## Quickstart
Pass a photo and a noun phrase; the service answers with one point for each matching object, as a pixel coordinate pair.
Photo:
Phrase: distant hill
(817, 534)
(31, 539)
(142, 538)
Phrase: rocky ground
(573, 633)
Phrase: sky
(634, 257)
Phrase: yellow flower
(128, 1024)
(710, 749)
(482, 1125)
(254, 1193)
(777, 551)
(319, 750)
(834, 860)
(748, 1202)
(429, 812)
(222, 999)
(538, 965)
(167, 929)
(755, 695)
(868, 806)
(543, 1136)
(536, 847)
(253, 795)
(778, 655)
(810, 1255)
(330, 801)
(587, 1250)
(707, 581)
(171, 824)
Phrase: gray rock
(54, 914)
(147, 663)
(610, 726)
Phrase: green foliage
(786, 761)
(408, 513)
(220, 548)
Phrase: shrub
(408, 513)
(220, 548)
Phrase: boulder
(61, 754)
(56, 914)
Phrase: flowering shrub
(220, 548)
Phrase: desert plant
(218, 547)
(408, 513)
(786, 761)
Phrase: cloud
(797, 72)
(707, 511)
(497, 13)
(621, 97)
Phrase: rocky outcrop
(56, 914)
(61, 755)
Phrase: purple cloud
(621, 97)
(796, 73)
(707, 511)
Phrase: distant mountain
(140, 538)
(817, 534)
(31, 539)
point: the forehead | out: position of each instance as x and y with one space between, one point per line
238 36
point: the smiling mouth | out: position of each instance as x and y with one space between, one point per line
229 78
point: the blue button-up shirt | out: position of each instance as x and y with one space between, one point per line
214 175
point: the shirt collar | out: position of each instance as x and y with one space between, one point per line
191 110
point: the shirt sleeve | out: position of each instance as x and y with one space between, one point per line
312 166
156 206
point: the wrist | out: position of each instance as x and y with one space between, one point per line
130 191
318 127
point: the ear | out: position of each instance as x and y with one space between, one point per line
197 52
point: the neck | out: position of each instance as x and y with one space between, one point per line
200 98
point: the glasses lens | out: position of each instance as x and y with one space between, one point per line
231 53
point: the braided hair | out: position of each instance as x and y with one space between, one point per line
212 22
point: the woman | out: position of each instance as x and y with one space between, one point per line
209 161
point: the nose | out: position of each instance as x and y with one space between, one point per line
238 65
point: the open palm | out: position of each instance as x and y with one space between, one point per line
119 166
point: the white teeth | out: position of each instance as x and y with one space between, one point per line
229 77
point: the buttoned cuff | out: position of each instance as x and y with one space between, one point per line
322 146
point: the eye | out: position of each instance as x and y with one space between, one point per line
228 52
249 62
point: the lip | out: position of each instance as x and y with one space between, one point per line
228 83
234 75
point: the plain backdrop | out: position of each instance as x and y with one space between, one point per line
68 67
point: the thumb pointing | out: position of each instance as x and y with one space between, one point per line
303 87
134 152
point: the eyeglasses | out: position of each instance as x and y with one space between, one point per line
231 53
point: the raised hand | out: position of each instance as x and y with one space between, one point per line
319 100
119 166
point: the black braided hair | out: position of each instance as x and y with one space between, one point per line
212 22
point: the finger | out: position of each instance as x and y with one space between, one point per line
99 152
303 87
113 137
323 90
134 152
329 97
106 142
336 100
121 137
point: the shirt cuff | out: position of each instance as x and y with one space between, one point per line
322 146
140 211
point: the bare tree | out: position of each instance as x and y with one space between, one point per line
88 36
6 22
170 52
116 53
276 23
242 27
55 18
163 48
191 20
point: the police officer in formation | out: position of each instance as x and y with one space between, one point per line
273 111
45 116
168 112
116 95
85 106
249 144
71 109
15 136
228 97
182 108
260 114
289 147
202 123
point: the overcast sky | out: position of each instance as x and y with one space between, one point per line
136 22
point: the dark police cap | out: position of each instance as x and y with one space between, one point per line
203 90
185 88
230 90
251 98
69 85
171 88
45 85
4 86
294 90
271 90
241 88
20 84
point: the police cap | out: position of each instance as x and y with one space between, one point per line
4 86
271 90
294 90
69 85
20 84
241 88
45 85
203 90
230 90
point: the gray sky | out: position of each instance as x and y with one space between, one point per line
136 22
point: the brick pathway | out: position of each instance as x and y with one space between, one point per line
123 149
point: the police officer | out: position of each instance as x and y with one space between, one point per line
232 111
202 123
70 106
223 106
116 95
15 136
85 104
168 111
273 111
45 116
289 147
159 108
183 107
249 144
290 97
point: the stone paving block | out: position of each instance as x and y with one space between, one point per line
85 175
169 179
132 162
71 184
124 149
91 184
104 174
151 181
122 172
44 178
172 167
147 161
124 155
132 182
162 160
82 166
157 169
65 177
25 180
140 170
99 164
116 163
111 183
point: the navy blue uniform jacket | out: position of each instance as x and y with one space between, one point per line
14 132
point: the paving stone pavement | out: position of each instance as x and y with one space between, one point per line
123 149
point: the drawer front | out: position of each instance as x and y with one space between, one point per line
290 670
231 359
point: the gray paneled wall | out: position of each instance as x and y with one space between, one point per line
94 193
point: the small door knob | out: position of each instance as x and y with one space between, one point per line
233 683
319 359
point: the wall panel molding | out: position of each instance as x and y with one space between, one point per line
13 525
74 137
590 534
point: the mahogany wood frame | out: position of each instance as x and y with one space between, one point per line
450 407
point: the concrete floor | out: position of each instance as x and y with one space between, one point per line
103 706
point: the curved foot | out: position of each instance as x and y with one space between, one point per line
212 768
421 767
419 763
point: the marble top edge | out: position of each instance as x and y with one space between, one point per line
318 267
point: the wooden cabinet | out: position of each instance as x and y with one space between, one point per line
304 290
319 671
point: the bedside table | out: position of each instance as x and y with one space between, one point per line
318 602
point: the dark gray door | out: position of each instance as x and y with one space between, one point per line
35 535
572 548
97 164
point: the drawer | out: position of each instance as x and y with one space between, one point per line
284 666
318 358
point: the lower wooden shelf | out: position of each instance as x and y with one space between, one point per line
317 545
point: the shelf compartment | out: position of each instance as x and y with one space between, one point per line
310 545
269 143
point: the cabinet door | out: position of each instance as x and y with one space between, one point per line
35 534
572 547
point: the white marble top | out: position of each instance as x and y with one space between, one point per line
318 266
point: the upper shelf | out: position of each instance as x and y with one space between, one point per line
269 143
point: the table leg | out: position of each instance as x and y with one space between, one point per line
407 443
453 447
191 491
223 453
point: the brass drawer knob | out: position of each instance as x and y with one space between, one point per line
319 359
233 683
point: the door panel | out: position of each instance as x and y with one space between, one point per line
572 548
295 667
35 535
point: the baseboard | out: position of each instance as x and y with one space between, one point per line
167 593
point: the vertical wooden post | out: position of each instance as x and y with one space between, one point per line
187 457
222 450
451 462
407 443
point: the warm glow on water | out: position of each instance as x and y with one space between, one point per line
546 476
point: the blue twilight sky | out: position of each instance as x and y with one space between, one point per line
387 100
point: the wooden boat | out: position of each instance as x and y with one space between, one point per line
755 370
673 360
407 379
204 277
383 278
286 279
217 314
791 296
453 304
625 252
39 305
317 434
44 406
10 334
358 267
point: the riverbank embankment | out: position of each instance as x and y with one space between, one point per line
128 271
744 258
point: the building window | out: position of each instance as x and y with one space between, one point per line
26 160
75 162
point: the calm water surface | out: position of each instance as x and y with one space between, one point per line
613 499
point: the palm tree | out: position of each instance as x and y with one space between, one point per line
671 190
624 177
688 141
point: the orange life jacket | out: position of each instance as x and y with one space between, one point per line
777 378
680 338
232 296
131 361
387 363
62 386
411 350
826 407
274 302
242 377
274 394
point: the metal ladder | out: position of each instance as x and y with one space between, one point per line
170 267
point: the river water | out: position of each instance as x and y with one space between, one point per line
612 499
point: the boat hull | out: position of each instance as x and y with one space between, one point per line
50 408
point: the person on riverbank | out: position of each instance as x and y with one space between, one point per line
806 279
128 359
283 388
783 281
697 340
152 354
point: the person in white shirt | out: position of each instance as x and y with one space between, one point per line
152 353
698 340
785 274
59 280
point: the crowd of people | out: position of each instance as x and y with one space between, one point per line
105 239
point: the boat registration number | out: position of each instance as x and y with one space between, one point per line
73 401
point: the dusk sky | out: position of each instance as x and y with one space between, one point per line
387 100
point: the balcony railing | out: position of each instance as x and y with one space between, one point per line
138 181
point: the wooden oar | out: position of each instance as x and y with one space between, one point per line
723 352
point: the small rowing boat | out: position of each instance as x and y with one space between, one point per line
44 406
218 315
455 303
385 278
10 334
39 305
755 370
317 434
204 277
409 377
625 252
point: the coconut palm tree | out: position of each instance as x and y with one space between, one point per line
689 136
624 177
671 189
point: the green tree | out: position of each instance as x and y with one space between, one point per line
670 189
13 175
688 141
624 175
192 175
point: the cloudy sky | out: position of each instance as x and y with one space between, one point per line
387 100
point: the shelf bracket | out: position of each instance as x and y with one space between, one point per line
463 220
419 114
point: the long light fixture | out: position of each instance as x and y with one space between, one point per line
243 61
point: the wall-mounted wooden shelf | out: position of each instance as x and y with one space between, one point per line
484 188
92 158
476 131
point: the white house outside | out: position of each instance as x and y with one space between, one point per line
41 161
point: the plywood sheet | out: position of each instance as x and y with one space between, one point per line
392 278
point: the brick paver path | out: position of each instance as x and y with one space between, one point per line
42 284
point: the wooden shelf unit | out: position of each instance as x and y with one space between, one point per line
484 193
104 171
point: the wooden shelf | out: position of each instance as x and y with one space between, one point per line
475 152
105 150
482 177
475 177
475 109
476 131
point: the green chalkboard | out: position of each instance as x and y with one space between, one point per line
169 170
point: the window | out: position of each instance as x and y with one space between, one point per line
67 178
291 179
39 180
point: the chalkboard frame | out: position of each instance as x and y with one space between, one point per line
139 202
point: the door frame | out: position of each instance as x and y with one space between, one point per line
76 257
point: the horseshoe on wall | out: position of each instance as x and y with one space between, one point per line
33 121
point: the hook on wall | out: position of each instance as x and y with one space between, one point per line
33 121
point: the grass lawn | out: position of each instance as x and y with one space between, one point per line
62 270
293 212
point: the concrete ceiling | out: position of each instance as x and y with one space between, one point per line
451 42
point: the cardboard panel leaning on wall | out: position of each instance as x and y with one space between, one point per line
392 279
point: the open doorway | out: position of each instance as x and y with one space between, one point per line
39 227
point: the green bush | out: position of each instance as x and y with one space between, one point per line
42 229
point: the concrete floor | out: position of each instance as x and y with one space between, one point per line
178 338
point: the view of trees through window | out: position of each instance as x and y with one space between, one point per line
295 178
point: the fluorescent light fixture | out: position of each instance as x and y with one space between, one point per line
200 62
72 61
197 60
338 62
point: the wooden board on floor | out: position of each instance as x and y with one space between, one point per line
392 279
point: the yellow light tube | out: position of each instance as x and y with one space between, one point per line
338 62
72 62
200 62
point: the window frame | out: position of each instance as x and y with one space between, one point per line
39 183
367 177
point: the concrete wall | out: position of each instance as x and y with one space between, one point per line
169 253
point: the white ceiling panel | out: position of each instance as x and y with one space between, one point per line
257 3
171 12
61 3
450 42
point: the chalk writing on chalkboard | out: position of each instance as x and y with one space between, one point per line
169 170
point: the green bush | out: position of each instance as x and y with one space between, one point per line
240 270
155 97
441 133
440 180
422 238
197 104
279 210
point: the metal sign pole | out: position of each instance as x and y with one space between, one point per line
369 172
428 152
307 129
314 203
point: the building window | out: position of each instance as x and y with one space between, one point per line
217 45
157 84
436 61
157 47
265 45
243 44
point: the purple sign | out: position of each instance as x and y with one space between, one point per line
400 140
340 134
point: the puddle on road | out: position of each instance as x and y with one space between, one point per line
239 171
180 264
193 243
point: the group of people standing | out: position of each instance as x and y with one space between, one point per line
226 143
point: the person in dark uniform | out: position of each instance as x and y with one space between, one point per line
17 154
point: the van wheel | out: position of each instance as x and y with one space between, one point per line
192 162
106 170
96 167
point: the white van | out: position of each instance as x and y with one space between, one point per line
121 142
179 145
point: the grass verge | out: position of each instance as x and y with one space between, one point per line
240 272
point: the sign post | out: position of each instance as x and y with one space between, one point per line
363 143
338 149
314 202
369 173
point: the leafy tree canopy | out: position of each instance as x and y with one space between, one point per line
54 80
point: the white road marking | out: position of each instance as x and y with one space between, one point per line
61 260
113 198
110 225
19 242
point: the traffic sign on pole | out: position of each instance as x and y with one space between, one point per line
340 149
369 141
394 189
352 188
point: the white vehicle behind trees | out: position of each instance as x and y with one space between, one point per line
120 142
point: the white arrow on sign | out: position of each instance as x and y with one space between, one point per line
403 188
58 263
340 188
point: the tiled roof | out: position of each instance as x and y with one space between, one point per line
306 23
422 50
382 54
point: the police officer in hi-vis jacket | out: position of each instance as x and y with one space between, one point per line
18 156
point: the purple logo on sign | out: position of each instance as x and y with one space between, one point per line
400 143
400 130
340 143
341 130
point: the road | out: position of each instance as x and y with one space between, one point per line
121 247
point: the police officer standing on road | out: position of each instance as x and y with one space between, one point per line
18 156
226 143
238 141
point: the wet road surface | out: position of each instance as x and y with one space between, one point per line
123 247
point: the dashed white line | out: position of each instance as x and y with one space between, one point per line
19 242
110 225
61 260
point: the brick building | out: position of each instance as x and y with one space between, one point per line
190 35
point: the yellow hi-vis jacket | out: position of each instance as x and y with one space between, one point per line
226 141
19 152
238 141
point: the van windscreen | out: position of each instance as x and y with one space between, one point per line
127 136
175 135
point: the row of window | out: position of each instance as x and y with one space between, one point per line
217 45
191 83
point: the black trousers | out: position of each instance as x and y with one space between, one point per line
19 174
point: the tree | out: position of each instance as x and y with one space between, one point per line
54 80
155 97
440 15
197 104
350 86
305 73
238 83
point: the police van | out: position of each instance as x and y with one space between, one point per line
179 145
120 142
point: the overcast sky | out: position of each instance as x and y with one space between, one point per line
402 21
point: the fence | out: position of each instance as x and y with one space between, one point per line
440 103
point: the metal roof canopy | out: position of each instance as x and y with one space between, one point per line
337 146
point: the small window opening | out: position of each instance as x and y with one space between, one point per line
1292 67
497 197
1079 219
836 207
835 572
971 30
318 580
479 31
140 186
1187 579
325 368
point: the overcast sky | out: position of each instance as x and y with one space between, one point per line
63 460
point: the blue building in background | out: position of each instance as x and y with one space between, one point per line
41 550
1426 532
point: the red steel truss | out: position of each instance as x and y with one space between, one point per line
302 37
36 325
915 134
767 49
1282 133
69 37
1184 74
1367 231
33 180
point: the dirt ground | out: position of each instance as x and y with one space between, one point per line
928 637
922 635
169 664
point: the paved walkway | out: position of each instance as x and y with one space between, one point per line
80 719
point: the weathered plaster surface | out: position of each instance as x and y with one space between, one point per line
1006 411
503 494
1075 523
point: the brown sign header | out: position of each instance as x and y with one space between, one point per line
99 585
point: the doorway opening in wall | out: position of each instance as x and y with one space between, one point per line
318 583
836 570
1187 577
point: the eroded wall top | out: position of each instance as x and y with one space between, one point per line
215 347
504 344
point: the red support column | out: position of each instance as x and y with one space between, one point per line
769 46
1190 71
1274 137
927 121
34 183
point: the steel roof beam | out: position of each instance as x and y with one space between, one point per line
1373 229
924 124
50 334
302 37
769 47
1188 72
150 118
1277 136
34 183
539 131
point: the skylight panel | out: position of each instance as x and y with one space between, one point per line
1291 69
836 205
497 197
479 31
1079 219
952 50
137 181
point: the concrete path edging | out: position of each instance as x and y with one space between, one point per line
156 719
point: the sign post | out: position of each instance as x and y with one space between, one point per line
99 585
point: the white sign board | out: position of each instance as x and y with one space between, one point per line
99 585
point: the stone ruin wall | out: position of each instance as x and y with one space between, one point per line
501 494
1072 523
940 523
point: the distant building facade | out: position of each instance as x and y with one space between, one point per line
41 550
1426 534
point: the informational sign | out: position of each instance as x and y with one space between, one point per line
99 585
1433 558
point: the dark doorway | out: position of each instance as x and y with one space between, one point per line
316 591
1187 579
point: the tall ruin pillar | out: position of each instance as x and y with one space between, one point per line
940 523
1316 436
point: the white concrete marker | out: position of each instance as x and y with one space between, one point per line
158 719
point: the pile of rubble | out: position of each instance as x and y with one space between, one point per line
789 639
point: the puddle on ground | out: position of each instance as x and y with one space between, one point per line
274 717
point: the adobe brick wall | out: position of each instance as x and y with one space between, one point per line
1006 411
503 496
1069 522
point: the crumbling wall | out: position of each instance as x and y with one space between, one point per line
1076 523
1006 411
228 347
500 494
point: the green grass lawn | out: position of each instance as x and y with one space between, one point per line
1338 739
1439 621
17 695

SET TASK -
Beginning at the line that holds "point: the informational", reproduce each line of the records above down to and including the last one.

THE RESPONSE -
point: the informational sign | out: position of each instance as x and y with one space between, one point per line
99 585
1433 558
point: the dark doorway | out: position of each instance as x and y with one space between, one point per line
316 591
1187 579
point: the tall ruin pillar | out: position of each instance as x and y with one space between, one point per line
940 523
1316 436
point: the white concrete marker | out: position of each instance as x and y with one space between, one point per line
158 719
point: the pile of rubble | out: position of each instance as x and y with one space between, one point per line
789 639
point: the puddle on ground | out: position of each instance as x and y with one space between, one point per line
274 717
point: the adobe brick wall | out: position of each instance as x and y with one space between, one point per line
1006 411
503 496
1069 522
point: the crumbling wall | out: position of each instance as x and y with one space between, one point per line
1076 523
1006 411
228 347
500 494
point: the green grass lawn | out: position of each instance as x and y with one space between, one point per line
1338 739
1439 621
17 695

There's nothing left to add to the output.